▶ ARTICLE
::::::
To analyze these dynamics, this article defines two core concepts. The first is weaponized interdependence, originally proposed by Farrell and Newman (2019) to describe how states exploit their central positions in global networks—such as the SWIFT financial system or internet infrastructure—to exert coercive power over other actors [1][2]. This article extends the concept from the financial and communications domains to the AI domain, referring to strategic behavior that leverages asymmetric advantages in computing power supply chains (chips, EDA software), data infrastructure (cloud services, submarine cables), and technical standards to cut off opponents’ access to critical resources (the chokepoint effect), or to exploit network centrality to obtain intelligence on adversaries (the panopticon effect).
The second concept is AI Technology Diffusion Control Regimes, which in this article refers specifically to transnational restriction systems built upon the U.S. Export Administration Regulations (EAR), including the Entity List, the Foreign Direct Product Rule (FDPR), and emerging “AI diffusion rules.” These regimes aim to delay or block competitors’ AI technological progress by controlling the cross-border flow of high-end computing chips, semiconductor manufacturing equipment (SME), and core algorithmic weights. This is not merely a trade policy, but a systematic instrument for projecting structural power.
This article adopts a three-layer analytical framework of “computing power resources – countermeasures – foundational constraints” to systematically analyze weaponized interdependence in the AI era.
::::::
▶ PROVIDED MATERIAL
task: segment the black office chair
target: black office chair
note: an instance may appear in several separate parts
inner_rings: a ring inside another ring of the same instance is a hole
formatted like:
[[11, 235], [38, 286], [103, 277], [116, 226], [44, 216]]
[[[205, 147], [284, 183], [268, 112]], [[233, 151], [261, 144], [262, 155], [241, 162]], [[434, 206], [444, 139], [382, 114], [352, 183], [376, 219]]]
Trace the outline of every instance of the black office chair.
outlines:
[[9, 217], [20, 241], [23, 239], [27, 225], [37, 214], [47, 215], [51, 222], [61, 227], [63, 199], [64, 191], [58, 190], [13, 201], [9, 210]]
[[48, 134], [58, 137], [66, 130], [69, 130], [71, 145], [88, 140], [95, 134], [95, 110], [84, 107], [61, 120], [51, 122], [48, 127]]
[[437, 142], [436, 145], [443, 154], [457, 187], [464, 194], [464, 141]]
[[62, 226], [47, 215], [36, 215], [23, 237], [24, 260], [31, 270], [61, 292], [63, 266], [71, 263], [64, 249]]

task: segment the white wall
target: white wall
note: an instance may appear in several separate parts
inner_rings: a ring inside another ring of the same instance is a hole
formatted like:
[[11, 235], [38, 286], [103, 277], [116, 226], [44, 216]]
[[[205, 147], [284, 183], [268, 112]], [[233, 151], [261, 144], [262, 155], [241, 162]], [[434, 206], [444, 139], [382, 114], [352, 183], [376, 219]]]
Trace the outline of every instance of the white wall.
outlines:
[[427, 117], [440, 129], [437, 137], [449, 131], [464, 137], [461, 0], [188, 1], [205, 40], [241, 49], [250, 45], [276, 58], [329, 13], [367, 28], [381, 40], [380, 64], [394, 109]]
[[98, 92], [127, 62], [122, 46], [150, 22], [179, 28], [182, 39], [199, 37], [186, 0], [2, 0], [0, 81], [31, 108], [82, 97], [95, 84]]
::::::
▶ TASKS TO CARRY OUT
1 > In the article on weaponized interdependence in AI, which items do the AI Technology Diffusion Control Regimes aim to control the cross-border flow of?
2 > Could you resume the article on weaponized interdependence in AI, picking up right after its final sentence?
The records come from a different source than the article on weaponized interdependence in AI.

▶ ANSWERS PER TASK
1 >
- High-end computing chips
- Semiconductor manufacturing equipment (SME)
- Core algorithmic weights

2 >
II. The Alienation of Interdependence: Vulnerability and Manifest Risks in the AI Economy
2.1 Surface-Level Vulnerability of the Economy and AI
The prosperity of the global AI economy is built upon a profound “structural imbalance” that pushes efficiency maximization to the extreme at the expense of resilience. On the surface, global data flows and demand for computing power are growing exponentially, constructing a seemingly tightly interconnected digital economy. Yet the global supply chain networks supporting this prosperity exhibit extreme spatial concentration. The production of high-end AI chips is highly dependent on a small number of foundries such as TSMC, as well as on an extremely limited number of equipment suppliers such as ASML; the global financial settlement system similarly relies on single-point dependencies on the U.S. dollar and the SWIFT system. While such extreme concentration generates economies of scale, it also creates numerous “obligatory passage points” [6]. As Farrell and Newman point out, this highly centralized network topology grants central nodes a powerful “chokepoint effect,” whereby even minor geopolitical disturbances can trigger systemic paralysis.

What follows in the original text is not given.